⟨

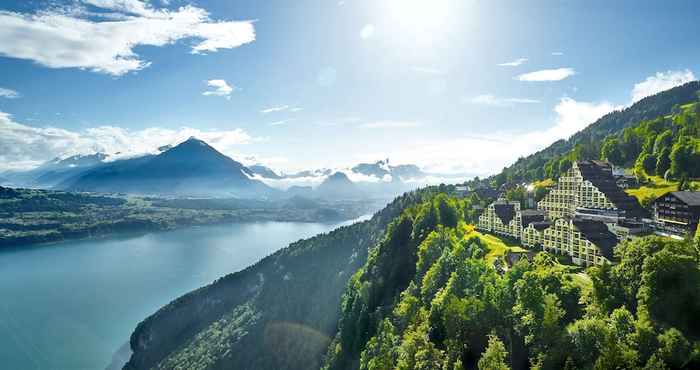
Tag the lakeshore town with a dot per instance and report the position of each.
(587, 213)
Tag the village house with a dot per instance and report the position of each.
(589, 190)
(584, 216)
(676, 213)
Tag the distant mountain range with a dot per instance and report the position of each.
(194, 168)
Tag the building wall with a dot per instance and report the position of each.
(564, 238)
(489, 221)
(571, 192)
(531, 237)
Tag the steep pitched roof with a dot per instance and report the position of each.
(531, 215)
(505, 212)
(541, 225)
(600, 175)
(597, 233)
(691, 198)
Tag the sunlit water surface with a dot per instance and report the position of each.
(71, 305)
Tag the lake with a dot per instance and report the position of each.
(71, 305)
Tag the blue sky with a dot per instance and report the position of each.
(451, 85)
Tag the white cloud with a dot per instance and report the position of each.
(367, 31)
(105, 41)
(280, 122)
(23, 146)
(280, 108)
(219, 88)
(572, 116)
(547, 75)
(8, 93)
(429, 70)
(390, 124)
(487, 154)
(514, 63)
(489, 99)
(659, 82)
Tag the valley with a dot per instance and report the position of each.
(30, 216)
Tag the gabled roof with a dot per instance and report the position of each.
(597, 233)
(691, 198)
(600, 175)
(505, 212)
(531, 215)
(541, 225)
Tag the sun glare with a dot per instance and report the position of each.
(420, 20)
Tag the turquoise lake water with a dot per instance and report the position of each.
(71, 305)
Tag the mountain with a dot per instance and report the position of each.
(286, 311)
(280, 313)
(309, 173)
(589, 140)
(338, 186)
(190, 168)
(265, 172)
(382, 168)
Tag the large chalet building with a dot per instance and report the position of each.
(676, 213)
(589, 190)
(576, 218)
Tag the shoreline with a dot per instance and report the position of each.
(136, 233)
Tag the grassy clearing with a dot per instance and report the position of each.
(582, 280)
(656, 187)
(497, 247)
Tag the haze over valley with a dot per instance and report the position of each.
(349, 185)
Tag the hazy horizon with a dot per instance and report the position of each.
(444, 86)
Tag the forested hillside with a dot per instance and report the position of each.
(280, 313)
(586, 144)
(428, 298)
(423, 293)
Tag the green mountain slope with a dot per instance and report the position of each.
(283, 312)
(587, 142)
(280, 313)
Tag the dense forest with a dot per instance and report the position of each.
(427, 298)
(280, 313)
(416, 287)
(31, 216)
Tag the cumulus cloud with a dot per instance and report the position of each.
(514, 63)
(280, 122)
(486, 154)
(390, 124)
(659, 82)
(492, 100)
(572, 116)
(218, 88)
(429, 70)
(547, 75)
(8, 93)
(23, 146)
(280, 108)
(104, 41)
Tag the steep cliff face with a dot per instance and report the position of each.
(280, 313)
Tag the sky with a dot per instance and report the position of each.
(454, 86)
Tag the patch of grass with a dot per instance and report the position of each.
(497, 247)
(582, 280)
(546, 183)
(656, 187)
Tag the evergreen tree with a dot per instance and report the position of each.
(495, 355)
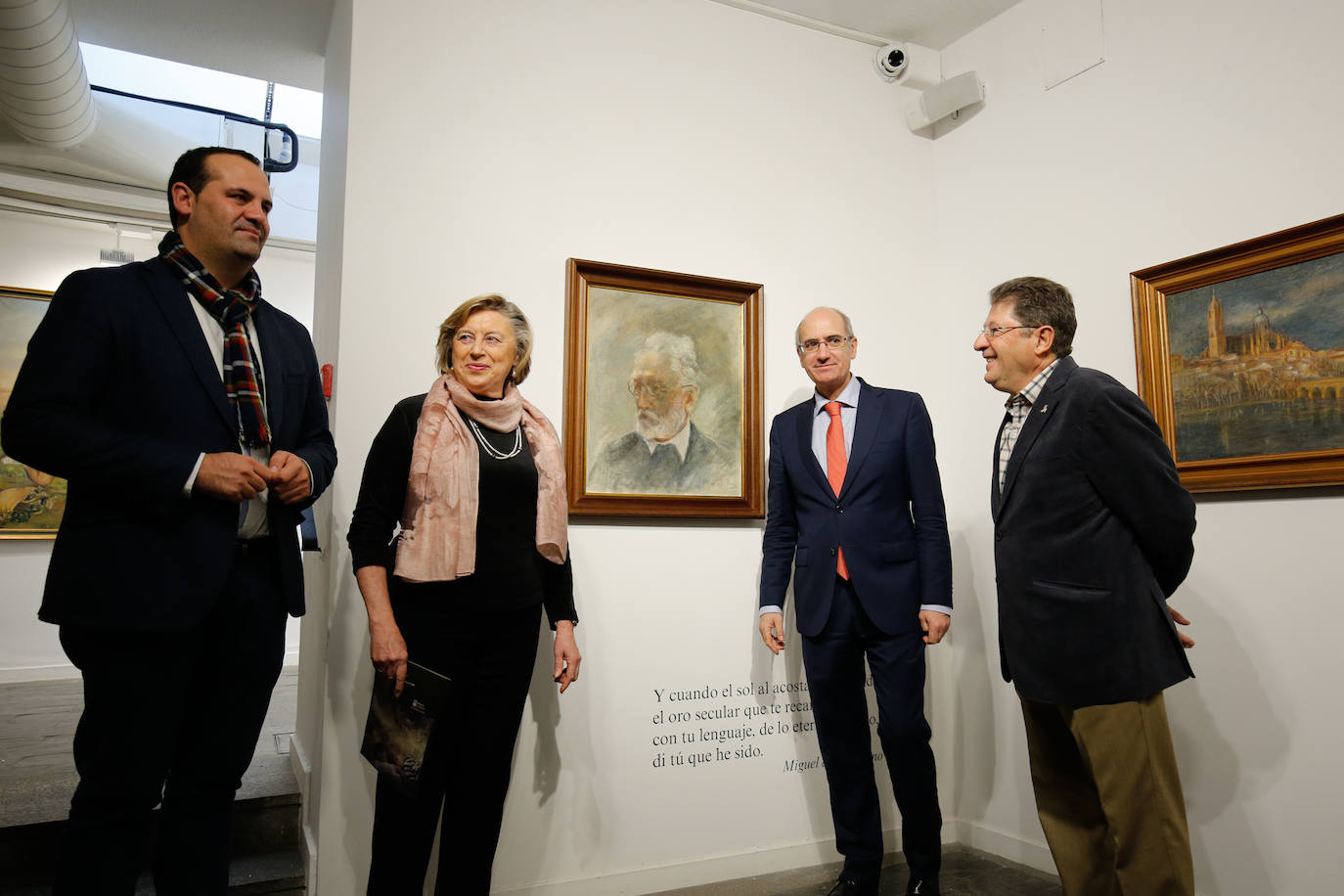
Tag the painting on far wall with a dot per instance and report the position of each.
(31, 501)
(663, 396)
(1240, 356)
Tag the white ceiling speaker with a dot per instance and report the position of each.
(944, 100)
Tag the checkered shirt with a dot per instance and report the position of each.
(1019, 406)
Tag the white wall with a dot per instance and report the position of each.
(1210, 122)
(38, 252)
(658, 135)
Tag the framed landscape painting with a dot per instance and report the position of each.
(1240, 357)
(31, 501)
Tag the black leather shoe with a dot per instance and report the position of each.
(845, 887)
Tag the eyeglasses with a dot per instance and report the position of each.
(653, 389)
(833, 342)
(492, 340)
(991, 332)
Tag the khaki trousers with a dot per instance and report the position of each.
(1109, 799)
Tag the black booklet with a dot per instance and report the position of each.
(398, 729)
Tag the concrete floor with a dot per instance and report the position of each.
(965, 872)
(38, 724)
(38, 777)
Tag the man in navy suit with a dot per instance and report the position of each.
(1093, 532)
(187, 416)
(856, 515)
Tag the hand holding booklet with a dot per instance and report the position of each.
(398, 729)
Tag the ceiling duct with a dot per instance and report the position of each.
(45, 92)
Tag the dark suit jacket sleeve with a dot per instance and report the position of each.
(926, 507)
(72, 413)
(381, 490)
(781, 521)
(1129, 465)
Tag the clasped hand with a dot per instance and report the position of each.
(238, 477)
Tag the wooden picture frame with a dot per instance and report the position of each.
(1240, 359)
(31, 501)
(660, 357)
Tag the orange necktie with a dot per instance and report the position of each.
(836, 463)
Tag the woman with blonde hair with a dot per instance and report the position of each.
(473, 475)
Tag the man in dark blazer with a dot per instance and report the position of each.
(178, 555)
(856, 516)
(1093, 532)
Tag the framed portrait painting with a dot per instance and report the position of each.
(31, 501)
(661, 394)
(1240, 359)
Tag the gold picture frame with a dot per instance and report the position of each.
(1240, 359)
(661, 357)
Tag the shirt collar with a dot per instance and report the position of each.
(848, 396)
(1032, 389)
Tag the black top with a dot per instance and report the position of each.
(506, 525)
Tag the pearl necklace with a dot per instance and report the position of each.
(489, 449)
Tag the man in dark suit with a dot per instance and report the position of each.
(187, 416)
(665, 453)
(1092, 535)
(856, 516)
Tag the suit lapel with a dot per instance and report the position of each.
(867, 422)
(809, 460)
(1041, 417)
(995, 497)
(263, 319)
(172, 299)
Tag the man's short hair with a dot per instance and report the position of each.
(191, 169)
(680, 353)
(848, 327)
(488, 302)
(1041, 302)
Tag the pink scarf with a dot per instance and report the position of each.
(438, 521)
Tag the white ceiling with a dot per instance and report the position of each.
(285, 42)
(929, 23)
(266, 39)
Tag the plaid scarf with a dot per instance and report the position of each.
(232, 308)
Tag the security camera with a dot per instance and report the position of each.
(891, 61)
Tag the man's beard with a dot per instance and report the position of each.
(660, 427)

⟩

**WHAT THE TASK REQUIRES**
Reproduce, with both ends included, the lines from the one holding "Tag the security" to the end of the records above.

**RESPONSE TO THIS EXERCISE**
Tag the security camera with a dot per instance and report the position of each.
(891, 61)
Tag the man's beard with a dot per instance and report the position of each.
(660, 427)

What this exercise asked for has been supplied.